- CONSIGNE A
Relevez chaque ligne contenant la chaîne "yellow". La casse compte.

Par

La vie de Robert Dussart représente un siècle de luttes sociopolitiques. À partir d’un cas concret dans un espace délimité (la plus grande usine de Charleroi), nous plongeons dans le passé du Parti communiste belge (PTB) et de la Fédération générale du travail de Belgique (FGTB), ce qui permet de bien saisir la relation souvent houleuse entre le grand syndicat de gauche et les communistes.

RD-couverture.jpg

Robert Dussart a grandi parmi les Chevaliers du travail. C’est un petit syndicat de mineurs et de métallos radicaux et autonomes du Parti ouvrier belge, l’ancêtre du Parti socialiste. La plupart sont concentrés au cœur du bassin industriel de Charleroi. Le Pays noir a longtemps tiré l’économie belge grâce à ses charbonnages et à sa métallurgie. En son centre se trouvait le fleuron national de l’électromécanique : les Ateliers de constructions électriques de Charleroi (ACEC). Fondés en 1881, les ACEC fabriquaient de tout, comme du matériel ferroviaire et des câbles (repris aujourd’hui par Alstom et Nexans). Les chemins de fer, les centrales électriques, l’armée et la sidérurgie s’y sont longtemps équipés. Les ACEC, joyau du plus grand trust belge, la Société générale de Belgique, ajouteront à leur maison-mère de Charleroi (dix mille travailleurs) des usines dotées chacune d’un gros millier d’ouvriers à Herstal, à Gand et à Ruysbroeck (située en périphérie bruxelloise), c’est-à-dire aux quatre coins de la Belgique.

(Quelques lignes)
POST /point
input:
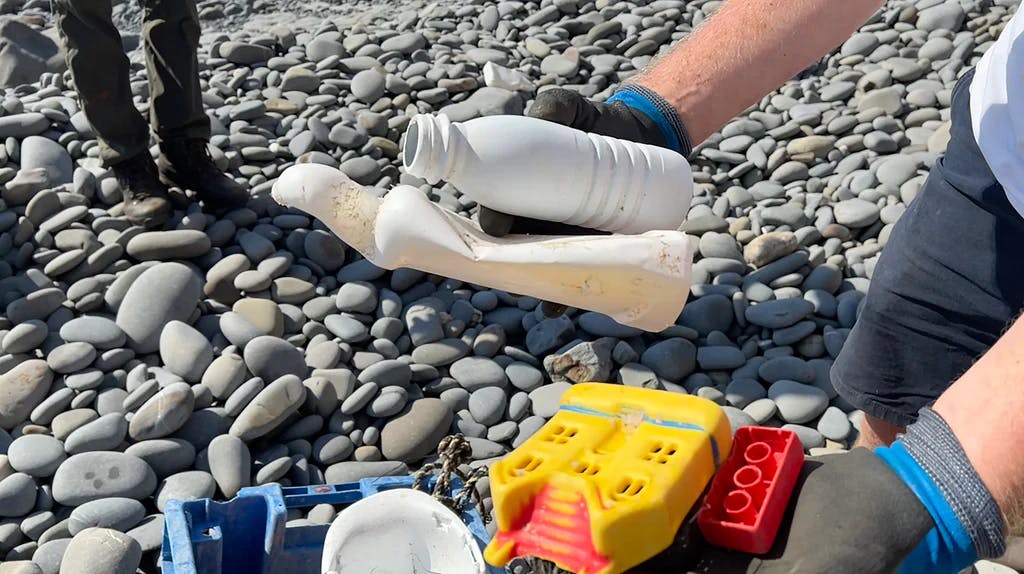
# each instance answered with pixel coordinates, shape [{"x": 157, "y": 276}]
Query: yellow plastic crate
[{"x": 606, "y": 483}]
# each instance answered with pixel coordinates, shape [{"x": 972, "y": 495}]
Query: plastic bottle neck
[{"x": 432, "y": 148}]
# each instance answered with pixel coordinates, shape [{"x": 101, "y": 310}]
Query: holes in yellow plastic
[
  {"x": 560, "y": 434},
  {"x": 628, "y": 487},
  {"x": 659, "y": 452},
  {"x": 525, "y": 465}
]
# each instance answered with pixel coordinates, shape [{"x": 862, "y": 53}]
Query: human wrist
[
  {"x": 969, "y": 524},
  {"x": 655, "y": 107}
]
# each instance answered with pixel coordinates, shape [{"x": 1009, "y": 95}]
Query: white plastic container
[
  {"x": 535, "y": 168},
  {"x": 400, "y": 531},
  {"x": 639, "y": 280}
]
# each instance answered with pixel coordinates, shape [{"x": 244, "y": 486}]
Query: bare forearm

- CONSIGNE B
Dans le texte sur Robert Dussart, nommez toutes les villes où les ACEC avaient une usine.

- RÉPONSE ATTENDUE A
Query: yellow plastic crate
Query: holes in yellow plastic

- RÉPONSE ATTENDUE B
Charleroi, Herstal, Gand, Ruysbroeck